▶ _Task to carry out_
Reproduce the listing below in full and exactly; no pictures belong in the copy.

──────────────────────────────

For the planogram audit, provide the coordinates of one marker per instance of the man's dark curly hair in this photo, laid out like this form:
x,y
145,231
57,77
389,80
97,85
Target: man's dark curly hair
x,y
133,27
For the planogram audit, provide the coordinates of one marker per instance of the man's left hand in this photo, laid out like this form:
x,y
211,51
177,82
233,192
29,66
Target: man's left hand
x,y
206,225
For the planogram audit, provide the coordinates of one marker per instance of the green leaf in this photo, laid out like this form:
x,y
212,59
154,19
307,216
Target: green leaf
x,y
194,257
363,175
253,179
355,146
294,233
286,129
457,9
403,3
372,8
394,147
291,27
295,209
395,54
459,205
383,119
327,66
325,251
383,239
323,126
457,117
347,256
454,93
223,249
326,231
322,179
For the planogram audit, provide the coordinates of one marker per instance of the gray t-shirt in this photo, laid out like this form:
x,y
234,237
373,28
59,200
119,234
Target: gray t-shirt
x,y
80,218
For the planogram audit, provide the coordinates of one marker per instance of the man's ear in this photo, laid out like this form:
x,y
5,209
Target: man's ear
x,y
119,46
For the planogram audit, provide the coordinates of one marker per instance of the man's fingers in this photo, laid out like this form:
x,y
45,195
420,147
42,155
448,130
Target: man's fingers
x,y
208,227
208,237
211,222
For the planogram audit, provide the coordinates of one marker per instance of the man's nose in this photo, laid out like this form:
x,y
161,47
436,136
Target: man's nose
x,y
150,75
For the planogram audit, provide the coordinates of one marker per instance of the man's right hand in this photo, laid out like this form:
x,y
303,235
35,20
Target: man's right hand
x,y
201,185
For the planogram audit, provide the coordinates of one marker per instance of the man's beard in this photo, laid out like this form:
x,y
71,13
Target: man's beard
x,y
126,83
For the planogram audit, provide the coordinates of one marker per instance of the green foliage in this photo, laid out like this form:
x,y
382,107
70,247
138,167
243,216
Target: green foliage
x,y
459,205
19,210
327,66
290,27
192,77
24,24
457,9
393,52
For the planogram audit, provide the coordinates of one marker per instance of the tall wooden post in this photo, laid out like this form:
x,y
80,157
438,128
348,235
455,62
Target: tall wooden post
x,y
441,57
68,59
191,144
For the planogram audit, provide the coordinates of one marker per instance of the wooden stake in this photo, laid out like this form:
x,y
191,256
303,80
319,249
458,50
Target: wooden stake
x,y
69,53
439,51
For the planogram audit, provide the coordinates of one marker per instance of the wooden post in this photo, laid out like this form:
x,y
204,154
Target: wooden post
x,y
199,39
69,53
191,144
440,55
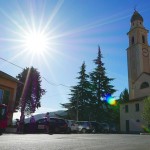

──────────────────────────────

▶ _Your solution_
For the planogram audit, provide the coordinates of one marker per instance of the man's dark curly hair in this photo, laid out like this form:
x,y
145,231
57,77
389,80
97,85
Target: man's dark curly hair
x,y
133,27
For the planogram audit, provide the coordinates of one marker per instance of the man's left hand in this photo, laid out like this form:
x,y
211,51
177,82
233,192
29,66
Target: man's left hand
x,y
206,225
For the planogram audit, provide the coordinates of one marker per instance of the green leaf in this photo, laid out like this form:
x,y
212,59
154,19
307,216
Target: green leaf
x,y
194,257
363,175
253,179
355,146
294,233
286,129
457,9
403,3
372,8
394,147
291,27
295,209
395,54
459,205
383,119
327,66
325,251
383,239
323,126
457,117
347,256
454,93
223,249
326,231
322,179
For the planogram audit, provide the coordinates of one marker per instance of the gray t-shirt in this photo, laid out like this form:
x,y
234,237
373,28
59,200
119,234
Target: gray t-shirt
x,y
80,218
For the planogram audit, provide the coordinates of one marker per instance of the man's ear in this photo, laid out like this form:
x,y
5,209
Target: man's ear
x,y
119,46
For the planogram audit, provide the coordinates of one marker per instance of the man's fingers in this photo, laid out like this form:
x,y
45,195
420,147
42,155
448,130
Target: man's fingers
x,y
208,227
208,237
211,222
For the planogram audit, provide the coordinates of one marker per instance of the man's nose in this photo, laid out like this form:
x,y
161,47
436,136
Target: man's nose
x,y
150,75
For the planogram audit, provide the coordinates of one marker per instance of the man's right hand in this photo, laid out like this form:
x,y
303,235
35,20
Target: man's right hand
x,y
201,185
For the planogram audit, provide the coordinates of one marker per instance of the man's beard in this photo, laid out like this form:
x,y
71,13
Target: man's beard
x,y
126,83
For the planogram audit, provide the coordinates of one marker per instance of the green foliage in this photo, laid out like this form:
x,y
382,107
70,247
138,167
243,216
Target: green foliage
x,y
459,205
19,210
327,66
290,27
192,77
24,24
457,9
393,52
For the planogram audit, provide the coordinates of one marker per instance of the tall wooden post in this photo, laid out like this form:
x,y
80,157
438,128
348,235
455,62
Target: tall wooden post
x,y
441,57
68,59
191,144
For the planogram audit, provide the coordinates of one marker per instance of the wooden stake in this photo, laid out like this form:
x,y
191,256
303,80
319,249
458,50
Target: wooden stake
x,y
69,53
439,51
For the planogram audit, provide the coordinates of one marker per instance of the wooden post in this photo, laid out like this form:
x,y
204,154
Target: wooden post
x,y
199,39
69,53
191,144
440,55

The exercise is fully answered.